→ **PROBLEM REQUIREMENTS**:
Omit every picture while repeating the entries exactly.

→ **RECORD EXTRACTS**:
◇ ◇ ◇ ◇ ◇

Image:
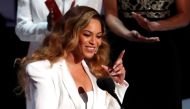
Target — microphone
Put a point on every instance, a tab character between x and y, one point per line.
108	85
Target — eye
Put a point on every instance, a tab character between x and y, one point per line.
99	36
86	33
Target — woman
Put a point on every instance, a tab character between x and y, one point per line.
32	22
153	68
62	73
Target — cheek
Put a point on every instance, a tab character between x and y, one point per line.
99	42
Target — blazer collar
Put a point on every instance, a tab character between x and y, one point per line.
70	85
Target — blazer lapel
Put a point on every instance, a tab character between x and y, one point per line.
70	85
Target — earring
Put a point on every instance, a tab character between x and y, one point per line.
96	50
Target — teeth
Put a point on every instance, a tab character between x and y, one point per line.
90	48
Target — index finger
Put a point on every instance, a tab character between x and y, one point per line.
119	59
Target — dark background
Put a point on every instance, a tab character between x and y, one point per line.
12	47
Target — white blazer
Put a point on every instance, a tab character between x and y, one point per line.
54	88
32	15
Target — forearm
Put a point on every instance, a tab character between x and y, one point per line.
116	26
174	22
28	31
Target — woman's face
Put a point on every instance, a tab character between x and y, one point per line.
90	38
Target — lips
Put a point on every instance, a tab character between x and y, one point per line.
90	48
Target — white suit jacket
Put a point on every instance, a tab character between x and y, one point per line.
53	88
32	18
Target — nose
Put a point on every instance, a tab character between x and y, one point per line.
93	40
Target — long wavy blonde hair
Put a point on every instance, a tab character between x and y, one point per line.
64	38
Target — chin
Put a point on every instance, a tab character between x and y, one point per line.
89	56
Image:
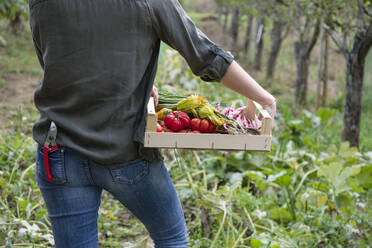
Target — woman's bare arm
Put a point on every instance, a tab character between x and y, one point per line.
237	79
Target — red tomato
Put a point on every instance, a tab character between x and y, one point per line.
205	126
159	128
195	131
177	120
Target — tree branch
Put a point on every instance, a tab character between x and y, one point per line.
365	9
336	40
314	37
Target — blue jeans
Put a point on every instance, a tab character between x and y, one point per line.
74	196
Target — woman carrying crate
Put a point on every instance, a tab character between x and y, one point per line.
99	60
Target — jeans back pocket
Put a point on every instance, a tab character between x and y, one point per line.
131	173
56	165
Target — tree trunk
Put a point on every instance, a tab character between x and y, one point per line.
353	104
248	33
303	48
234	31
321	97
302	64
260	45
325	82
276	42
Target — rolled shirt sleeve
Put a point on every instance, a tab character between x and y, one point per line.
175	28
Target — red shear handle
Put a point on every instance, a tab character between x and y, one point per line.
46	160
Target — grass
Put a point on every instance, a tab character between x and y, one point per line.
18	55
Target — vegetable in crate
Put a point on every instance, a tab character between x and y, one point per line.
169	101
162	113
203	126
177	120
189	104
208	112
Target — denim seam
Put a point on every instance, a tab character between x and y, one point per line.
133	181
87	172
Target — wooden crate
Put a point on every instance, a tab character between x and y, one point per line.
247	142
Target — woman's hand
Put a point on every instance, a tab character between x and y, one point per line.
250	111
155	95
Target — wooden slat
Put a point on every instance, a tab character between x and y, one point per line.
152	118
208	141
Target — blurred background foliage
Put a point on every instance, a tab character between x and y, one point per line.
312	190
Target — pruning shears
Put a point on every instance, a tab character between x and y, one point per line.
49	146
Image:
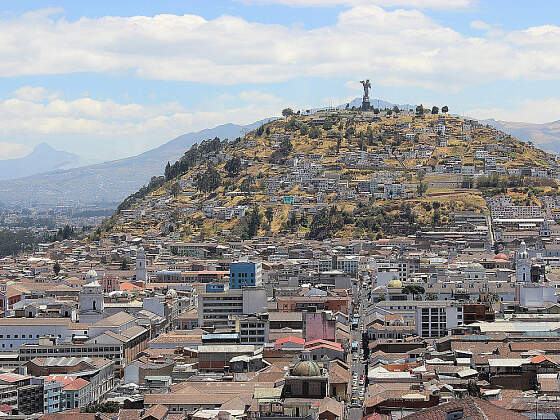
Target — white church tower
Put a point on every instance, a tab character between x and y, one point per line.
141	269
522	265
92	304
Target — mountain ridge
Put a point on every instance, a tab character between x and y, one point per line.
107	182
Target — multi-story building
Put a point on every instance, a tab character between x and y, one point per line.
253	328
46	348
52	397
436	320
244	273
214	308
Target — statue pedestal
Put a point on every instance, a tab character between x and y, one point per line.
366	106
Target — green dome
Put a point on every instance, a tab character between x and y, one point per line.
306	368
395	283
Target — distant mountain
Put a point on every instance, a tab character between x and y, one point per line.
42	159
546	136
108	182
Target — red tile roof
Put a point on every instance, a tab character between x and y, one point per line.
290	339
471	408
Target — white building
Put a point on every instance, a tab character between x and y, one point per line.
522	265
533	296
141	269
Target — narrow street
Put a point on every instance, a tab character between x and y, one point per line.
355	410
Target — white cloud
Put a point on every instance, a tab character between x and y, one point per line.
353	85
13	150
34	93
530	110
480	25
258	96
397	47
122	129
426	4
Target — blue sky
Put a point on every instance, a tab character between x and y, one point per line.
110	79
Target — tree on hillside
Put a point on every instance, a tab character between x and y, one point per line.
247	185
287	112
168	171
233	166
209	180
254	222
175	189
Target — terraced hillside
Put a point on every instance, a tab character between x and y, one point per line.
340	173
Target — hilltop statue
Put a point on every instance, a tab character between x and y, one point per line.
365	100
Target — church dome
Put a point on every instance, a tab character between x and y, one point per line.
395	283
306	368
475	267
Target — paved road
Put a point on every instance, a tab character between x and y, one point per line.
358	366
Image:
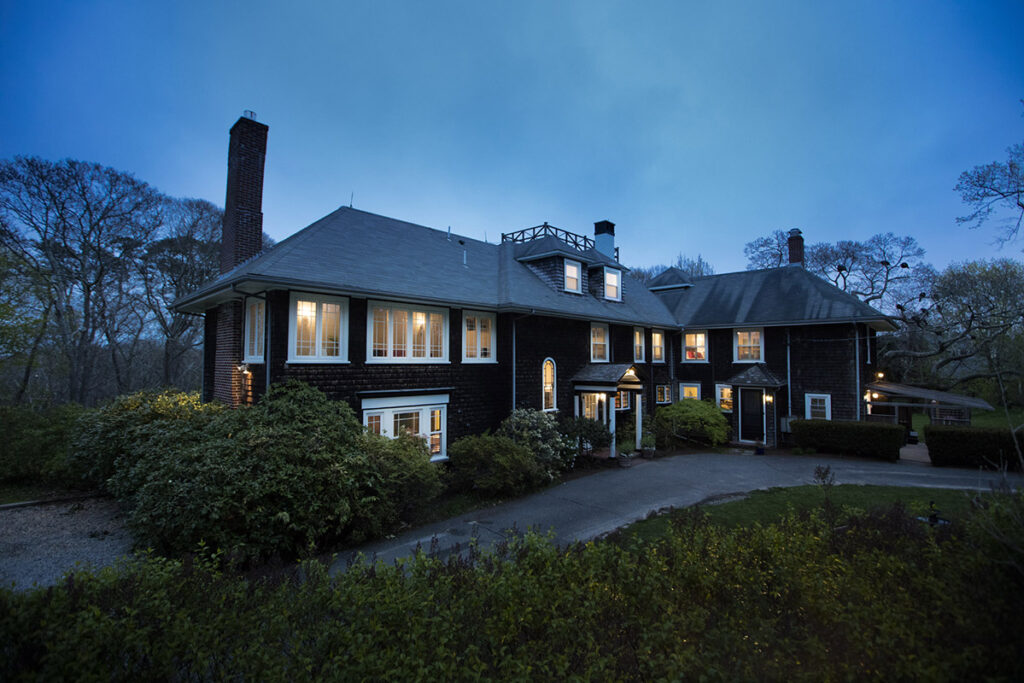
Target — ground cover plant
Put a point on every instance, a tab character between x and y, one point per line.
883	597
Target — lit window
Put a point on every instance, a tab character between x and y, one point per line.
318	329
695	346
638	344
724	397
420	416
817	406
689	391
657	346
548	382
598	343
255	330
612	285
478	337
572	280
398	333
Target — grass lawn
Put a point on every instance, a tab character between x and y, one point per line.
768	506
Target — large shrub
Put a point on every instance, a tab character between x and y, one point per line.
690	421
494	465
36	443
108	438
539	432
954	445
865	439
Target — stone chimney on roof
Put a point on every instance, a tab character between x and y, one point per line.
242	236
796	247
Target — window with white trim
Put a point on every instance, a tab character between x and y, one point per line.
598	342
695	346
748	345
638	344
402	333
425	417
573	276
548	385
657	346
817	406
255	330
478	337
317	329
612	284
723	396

◇ ◇ ◇ ◇ ◇

→ **SOLUTION**:
Image:
Target — microphone
Put a point on every instance, a tab character between x and y, one point per line.
108	85
Target — eye
Put a point on every instance, a tab character between x and y, one point per line.
99	36
86	33
Target — woman
Put a point on every instance, a tab character between x and y, one point per line.
32	22
153	68
62	73
Target — cheek
Put a point on every instance, a tab character between x and y, one point per line.
99	42
Target — blazer collar
Put a point on every instance, a tab character between x and y, one point per line.
70	85
Target — blazer lapel
Put a point on every instance, a tab character between x and y, one point per line.
70	85
Target — earring
Put a point on every instance, a tab character between x and y, one point per line.
96	50
Target — teeth
Put a point on every instance, a tab character between x and y, one point per line.
90	48
Target — index finger
Put a point on every instance, a tab character between x and y, one point per line.
119	59
Target — dark background
Put a point on every instance, a tab character between x and y, one point per line.
12	47
Target — white blazer
Put a point on every instance, a tab character between x and y, one point per line.
54	88
32	15
Target — forearm
Put a point on every instance, a tab character between x and y, one point per line.
116	26
174	22
28	31
Target — woman's face
Put a point on every instance, a tab character between x and y, one point per line.
90	38
Target — lips
Put a point on every instance, a tab character between x and y, one point per line.
90	48
Target — white suit jacket
Put a point on every instance, a tab character between x and y, one point per line.
53	88
32	18
Target — nose
Put a point on every instance, a tab character between x and y, one point per line.
93	40
Target — long wavy blonde hair
Put a point on every instance, a tab character between x and y, one point per line.
64	38
Target — chin
Put a point on every instance, a tab character between x and y, one point per line.
89	56
Image:
Target — woman's bare arm
Put a point on every instance, a tab character between x and y, one point per line.
237	79
Target — red tomato
Put a point on every instance, a tab character between x and y, one point per line.
205	126
159	128
195	131
177	120
Target — tree branch
Put a point on every instance, a tab character between x and y, one point per line.
365	9
336	40
314	37
Target — blue jeans
Put a point on every instance, a tab character between x and y, one point per line.
74	196
Target — woman carrying crate
Put a point on every instance, a tab character between x and y, one point per line.
99	60
Target — jeans back pocket
Put a point on every instance, a tab character between x and y, one point per line.
131	173
56	165
Target — tree trunk
Put a point on every instance, a tab character between x and y, one point per line.
353	104
248	33
303	48
234	31
321	97
302	64
260	45
325	82
276	42
Target — rolled shirt sleeve
Put a point on every instance, a tab character between x and y, one point per line.
175	28
Target — red shear handle
Put a point on every instance, a tab character between x and y, one point per line.
46	160
Target — grass
Put a point on every instance, a tab character between x and y, one point per line.
18	55
Target — vegetable in crate
Put a point on every instance, a tab character between x and y, one point per line.
169	101
162	113
203	126
177	120
189	104
208	112
Target — denim seam
Put a point on every instance, a tab character between x and y, one point per line.
133	181
87	172
Target — wooden crate
Put a point on every instance, a tab character between x and y, one point per line.
247	142
Target — woman's hand
Put a point on every instance, a tab character between x and y, one point per line.
250	111
155	95
Target — wooden slat
Put a point on every instance, a tab character between x and y, one point per line.
152	118
208	141
Target — blurred background foliage
Put a point on every instance, a tab character between x and y, one point per line.
312	190
Target — pruning shears
Put a point on every instance, a tab character between x and y, one point per line.
49	146
Image:
Target — white church tower
Put a point on every instance, a tab character between x and y, one point per line.
141	269
522	265
92	304
Target — mountain ridge
Put a point on every instance, a tab character between x and y, one point per line.
107	182
Target — multi-story building
Put a point on every instance, a tab character between x and y, one point per line.
253	328
46	348
52	397
436	320
244	273
214	308
Target — statue pedestal
Put a point on every instance, a tab character between x and y, one point per line.
366	106
Target — green dome
Put a point on every instance, a tab character between x and y, one point per line.
306	368
395	283
Target — distant mountain
Put a point on every instance, a tab character between x and y, one point per line.
42	159
546	136
108	182
Target — red tile roof
Put a point on every instance, a tab character between x and y, one point per line.
290	339
471	408
Target — white building
Put a point on every instance, a tab character between x and y, one point per line.
522	265
533	296
141	269
Target — narrow street
Put a point on every instance, a tab character between x and y, one point per line.
355	410
Target — white cloud
Put a point on every instance, a tab character between x and y, one point per line.
353	85
13	150
34	93
530	110
480	25
258	96
397	47
122	129
426	4
Target — blue sky
Put a point on every instance, a tab character between x and y, one point per line.
110	79
Target — tree on hillside
Put a point on every instance, a tab character between x and y, one point per line.
247	185
287	112
168	171
233	166
209	180
254	222
175	189
Target — terraced hillside
Put a point on every instance, a tab character between x and y, one point per line.
340	173
Target — hilltop statue
Put a point on every instance, a tab character between x and y, one point per line.
365	100
Target — church dome
Put a point on every instance, a tab character between x and y, one point per line.
395	283
306	368
475	267
Target — paved road
Put a point on every instance, a tab character between x and y, one point per line.
358	366
Image:
Target — ground cover plant
Put a point on every instance, a tab character between x and y, one point per line.
883	597
Target — lit window
Put a point on every instance, a tab character between x and y, one point per line.
318	329
695	346
638	344
724	397
420	416
817	406
689	391
657	346
548	382
598	343
255	330
612	285
478	337
572	280
398	333
Target — grass lawn
Put a point on every instance, a tab character between x and y, one point per line.
768	506
Target — large shrub
Put a point on every instance, a tab character between x and y, one point per line.
690	421
494	465
36	443
108	438
539	432
954	445
865	439
Target — stone chimney on roof
Put a point on every instance, a tab character between x and y, one point per line.
242	236
796	247
Target — window with white trim
Put a point on every instance, a tab character between x and y, one point per line.
598	342
695	346
748	345
638	344
402	333
425	417
573	276
548	385
657	346
817	406
255	330
478	337
317	329
612	284
723	396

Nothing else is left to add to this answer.